Excerpted passage
>>>

The Top 10 cities with the worst commute in the world:

  1. Beijing (99)
  2. Mexico City (99)
  3. Johannesburg (97)
  4. Moscow (84)
  5. New Delhi (81)
  6. Sao Paolo (75)
  7. Milan (52)
  8. Buenos Aires (50)
  9. Madrid (48)
  10. London (36)

-Andrew Nusca, smartplanet.com

Stockholm, Capitol of Sweden got the 20th place. If you live in one of these cities, then you probably spend a lot of time in traffic. All of these cities have one thing in common; they are large. Some of them are growing at a rapid pace, and the infrastructure can’t keep up. Economical growth have its backsides after all. As you can see, Mexico City is sharing the first place with Beijing. The interesting thing is that Mexico City’s employees are using Commute Greener! and are getting great results. A while ago they even got the first Commute Greener! certificate for good results in saving CO2 and changing habits. I must say, good work! Especially since the city is one of the worst in the world to commute in.

If it is possible to commute in a greener way in such a city, why couldn’t it be possible in all cities around the world? Not being stuck in those long lines of frustratingly slow moving vehicles is something to strive for after all. That kind of traffic situation even affect the health of the driver a great deal with all the emissions, particles, stress, irritation and all that sitting still. Better to do a little research and try out a transit commute, or a bike commute once or twice a week. The new "Bus"

<<<

Records supplied
>>>

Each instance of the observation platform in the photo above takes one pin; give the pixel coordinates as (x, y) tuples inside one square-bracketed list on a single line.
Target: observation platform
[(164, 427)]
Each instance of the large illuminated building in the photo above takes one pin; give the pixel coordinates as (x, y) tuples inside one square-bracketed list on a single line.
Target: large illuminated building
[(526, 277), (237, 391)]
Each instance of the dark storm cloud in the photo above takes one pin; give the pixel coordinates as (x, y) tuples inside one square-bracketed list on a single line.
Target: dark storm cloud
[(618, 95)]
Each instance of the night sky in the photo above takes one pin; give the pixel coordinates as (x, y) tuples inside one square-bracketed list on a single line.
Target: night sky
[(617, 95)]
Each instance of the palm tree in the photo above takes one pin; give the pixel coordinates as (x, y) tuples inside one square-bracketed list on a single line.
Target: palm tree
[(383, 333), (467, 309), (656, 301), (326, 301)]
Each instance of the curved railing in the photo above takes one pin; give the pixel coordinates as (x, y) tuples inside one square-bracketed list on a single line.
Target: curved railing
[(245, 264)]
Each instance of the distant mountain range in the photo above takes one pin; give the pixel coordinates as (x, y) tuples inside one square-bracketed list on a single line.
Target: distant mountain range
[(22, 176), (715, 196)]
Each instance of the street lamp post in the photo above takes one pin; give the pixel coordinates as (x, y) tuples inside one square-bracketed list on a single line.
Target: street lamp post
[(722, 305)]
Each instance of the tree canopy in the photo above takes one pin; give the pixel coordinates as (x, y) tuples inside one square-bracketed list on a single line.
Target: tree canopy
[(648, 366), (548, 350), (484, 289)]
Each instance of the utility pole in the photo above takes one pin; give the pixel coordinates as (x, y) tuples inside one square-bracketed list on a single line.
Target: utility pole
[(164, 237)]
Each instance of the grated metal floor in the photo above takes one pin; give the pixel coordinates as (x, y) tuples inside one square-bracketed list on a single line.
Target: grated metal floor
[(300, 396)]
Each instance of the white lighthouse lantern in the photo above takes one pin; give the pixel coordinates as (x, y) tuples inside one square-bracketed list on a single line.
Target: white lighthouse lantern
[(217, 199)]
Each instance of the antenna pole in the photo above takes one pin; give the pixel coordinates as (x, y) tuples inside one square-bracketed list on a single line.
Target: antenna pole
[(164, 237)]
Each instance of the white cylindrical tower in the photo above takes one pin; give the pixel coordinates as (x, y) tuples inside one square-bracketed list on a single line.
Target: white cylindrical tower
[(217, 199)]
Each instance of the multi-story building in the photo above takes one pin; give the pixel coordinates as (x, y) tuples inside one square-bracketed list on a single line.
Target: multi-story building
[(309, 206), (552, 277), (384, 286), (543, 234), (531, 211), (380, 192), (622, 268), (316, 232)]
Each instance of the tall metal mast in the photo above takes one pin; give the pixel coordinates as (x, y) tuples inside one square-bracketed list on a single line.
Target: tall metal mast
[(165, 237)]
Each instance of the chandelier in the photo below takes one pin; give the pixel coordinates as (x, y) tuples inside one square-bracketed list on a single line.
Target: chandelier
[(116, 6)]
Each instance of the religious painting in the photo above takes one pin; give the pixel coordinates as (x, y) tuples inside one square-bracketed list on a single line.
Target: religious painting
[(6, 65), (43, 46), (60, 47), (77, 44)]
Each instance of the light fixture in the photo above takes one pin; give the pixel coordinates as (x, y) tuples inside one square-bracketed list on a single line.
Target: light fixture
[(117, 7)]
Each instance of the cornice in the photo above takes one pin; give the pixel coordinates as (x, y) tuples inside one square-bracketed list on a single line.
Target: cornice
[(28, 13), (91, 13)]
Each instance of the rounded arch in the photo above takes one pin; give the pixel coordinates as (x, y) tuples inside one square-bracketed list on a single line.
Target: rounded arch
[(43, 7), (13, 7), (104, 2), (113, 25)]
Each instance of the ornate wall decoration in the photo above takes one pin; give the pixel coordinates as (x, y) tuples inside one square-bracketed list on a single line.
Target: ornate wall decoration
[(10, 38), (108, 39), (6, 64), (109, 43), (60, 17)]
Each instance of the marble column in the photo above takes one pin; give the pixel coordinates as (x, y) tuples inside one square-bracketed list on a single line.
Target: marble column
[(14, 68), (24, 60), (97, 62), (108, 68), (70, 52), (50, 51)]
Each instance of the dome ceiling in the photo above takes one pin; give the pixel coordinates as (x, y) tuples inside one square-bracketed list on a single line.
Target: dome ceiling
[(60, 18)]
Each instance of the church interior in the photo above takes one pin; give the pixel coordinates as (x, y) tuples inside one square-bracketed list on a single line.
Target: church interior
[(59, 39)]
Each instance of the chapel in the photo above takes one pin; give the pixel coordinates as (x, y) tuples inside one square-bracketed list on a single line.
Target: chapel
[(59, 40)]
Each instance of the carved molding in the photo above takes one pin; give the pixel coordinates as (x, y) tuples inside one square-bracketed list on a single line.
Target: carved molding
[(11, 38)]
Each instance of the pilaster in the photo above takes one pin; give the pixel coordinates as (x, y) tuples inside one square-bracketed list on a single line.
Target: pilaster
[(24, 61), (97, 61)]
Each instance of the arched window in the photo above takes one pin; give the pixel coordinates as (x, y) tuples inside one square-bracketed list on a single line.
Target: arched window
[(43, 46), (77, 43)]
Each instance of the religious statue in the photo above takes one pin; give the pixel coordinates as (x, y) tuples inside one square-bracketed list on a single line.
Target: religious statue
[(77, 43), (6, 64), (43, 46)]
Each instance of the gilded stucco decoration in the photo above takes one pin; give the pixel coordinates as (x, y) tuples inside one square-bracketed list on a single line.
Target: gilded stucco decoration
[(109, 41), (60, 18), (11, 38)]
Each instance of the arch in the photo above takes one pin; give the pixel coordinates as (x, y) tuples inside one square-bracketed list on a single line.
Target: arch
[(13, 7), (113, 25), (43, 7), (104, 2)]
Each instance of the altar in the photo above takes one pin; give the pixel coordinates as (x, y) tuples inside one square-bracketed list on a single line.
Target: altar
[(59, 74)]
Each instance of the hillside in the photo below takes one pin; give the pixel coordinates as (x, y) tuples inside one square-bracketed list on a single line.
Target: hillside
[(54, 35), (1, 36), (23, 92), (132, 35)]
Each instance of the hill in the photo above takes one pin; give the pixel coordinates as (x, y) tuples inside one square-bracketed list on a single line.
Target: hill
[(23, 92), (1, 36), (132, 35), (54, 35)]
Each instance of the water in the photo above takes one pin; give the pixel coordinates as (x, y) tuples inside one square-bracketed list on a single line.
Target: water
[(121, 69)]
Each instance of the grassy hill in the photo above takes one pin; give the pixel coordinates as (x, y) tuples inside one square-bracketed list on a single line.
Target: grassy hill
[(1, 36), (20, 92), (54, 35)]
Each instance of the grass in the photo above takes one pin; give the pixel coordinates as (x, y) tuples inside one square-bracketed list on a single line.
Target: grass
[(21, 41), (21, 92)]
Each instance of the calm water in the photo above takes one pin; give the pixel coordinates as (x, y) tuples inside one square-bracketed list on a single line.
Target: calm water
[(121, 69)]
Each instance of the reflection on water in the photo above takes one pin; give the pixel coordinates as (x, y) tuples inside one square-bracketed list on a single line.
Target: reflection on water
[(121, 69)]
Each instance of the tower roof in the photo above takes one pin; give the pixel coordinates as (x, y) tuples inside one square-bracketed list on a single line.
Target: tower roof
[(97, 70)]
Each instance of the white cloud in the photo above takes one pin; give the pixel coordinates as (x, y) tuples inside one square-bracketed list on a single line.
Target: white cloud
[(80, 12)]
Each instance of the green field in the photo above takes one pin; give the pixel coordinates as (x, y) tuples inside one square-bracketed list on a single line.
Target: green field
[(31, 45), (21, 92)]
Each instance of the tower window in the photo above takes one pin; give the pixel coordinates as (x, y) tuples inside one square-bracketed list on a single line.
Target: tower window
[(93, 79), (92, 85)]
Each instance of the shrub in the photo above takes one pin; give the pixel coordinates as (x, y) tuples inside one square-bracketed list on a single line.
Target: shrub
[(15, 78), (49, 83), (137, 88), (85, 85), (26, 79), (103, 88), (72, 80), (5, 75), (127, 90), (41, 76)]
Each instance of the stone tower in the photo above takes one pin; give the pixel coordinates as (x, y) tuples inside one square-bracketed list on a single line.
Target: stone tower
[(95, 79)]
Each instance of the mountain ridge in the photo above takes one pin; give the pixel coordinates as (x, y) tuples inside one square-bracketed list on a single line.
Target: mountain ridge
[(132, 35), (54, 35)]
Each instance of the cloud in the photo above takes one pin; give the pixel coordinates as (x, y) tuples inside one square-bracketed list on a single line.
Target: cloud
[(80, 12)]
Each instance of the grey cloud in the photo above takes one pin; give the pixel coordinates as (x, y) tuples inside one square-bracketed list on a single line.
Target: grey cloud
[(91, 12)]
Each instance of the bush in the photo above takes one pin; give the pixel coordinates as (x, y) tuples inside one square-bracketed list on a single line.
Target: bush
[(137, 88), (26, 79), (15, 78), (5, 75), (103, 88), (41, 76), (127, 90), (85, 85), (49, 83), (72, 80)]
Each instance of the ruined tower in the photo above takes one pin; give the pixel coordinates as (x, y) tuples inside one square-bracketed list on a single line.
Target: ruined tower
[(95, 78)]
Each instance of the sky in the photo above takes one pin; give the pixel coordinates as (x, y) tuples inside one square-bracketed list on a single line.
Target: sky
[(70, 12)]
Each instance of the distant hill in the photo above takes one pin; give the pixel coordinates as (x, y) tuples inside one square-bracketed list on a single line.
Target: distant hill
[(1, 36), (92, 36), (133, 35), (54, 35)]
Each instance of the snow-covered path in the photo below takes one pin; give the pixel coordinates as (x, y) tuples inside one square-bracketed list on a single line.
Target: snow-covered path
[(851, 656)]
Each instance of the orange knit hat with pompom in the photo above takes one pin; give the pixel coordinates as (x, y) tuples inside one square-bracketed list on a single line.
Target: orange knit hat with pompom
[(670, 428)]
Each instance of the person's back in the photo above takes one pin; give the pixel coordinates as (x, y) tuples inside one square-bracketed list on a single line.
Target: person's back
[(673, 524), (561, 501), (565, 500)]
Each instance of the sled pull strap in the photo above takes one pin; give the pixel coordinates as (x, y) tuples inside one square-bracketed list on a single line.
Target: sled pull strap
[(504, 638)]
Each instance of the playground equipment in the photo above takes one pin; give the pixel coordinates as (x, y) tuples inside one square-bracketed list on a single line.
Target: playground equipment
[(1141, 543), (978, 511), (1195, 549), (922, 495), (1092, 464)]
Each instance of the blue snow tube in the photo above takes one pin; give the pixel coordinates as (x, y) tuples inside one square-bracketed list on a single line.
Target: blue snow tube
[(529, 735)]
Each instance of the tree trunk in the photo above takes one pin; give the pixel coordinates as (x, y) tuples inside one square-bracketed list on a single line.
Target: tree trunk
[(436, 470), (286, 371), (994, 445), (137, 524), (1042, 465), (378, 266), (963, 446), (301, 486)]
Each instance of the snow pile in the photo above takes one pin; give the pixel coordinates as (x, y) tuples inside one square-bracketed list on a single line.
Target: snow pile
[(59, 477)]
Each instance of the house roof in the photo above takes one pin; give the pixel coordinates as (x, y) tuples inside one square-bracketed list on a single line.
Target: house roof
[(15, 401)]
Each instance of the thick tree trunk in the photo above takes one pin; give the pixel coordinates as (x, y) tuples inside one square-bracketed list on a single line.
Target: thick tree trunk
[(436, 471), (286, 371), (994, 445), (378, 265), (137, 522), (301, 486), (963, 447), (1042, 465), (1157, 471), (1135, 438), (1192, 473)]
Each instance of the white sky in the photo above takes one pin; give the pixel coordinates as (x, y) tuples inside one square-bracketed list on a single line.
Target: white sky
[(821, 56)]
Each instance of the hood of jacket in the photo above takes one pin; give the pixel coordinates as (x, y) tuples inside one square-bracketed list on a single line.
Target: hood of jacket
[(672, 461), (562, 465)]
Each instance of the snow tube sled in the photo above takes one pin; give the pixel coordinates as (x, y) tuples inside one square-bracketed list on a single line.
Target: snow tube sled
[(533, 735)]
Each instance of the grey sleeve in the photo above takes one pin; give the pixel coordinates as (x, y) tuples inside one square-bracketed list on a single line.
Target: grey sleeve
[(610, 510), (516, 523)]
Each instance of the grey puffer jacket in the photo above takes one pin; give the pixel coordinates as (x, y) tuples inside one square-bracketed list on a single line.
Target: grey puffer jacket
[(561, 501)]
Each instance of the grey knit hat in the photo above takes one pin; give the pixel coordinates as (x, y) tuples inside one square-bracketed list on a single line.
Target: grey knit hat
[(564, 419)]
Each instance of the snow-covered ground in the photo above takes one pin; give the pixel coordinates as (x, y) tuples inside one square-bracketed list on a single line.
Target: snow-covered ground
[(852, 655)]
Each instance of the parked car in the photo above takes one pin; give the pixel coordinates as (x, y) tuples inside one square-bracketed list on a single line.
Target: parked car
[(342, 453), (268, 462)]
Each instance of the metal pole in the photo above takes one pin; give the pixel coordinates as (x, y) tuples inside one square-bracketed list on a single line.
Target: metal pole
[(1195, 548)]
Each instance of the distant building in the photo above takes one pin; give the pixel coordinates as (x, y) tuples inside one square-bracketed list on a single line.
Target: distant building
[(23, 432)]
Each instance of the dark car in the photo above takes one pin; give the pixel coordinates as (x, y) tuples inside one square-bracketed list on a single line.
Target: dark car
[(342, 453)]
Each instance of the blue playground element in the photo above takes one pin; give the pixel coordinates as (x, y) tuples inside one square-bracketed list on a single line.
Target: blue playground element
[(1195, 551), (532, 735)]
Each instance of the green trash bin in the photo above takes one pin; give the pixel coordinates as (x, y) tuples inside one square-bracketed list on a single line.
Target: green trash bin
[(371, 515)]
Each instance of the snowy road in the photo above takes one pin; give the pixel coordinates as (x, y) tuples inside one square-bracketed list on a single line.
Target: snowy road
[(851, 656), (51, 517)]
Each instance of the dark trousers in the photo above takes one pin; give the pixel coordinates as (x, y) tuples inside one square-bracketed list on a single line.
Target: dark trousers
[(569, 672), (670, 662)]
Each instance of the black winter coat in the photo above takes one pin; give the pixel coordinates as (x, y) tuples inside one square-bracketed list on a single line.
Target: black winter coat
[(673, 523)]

<<<

Work instructions
#1 Translate this sentence from the worst-commute article into Spanish: "Some of them are growing at a rapid pace, and the infrastructure can’t keep up."
#2 Update the worst-commute article by giving it again starting with "The Top 10 cities" and going on through "10. London (36)", with "Milan" changed to "Milano".

Task answers
#1 Algunas de ellas están creciendo a un ritmo acelerado y la infraestructura no da abasto.

#2
The Top 10 cities with the worst commute in the world:

  1. Beijing (99)
  2. Mexico City (99)
  3. Johannesburg (97)
  4. Moscow (84)
  5. New Delhi (81)
  6. Sao Paolo (75)
  7. Milano (52)
  8. Buenos Aires (50)
  9. Madrid (48)
  10. London (36)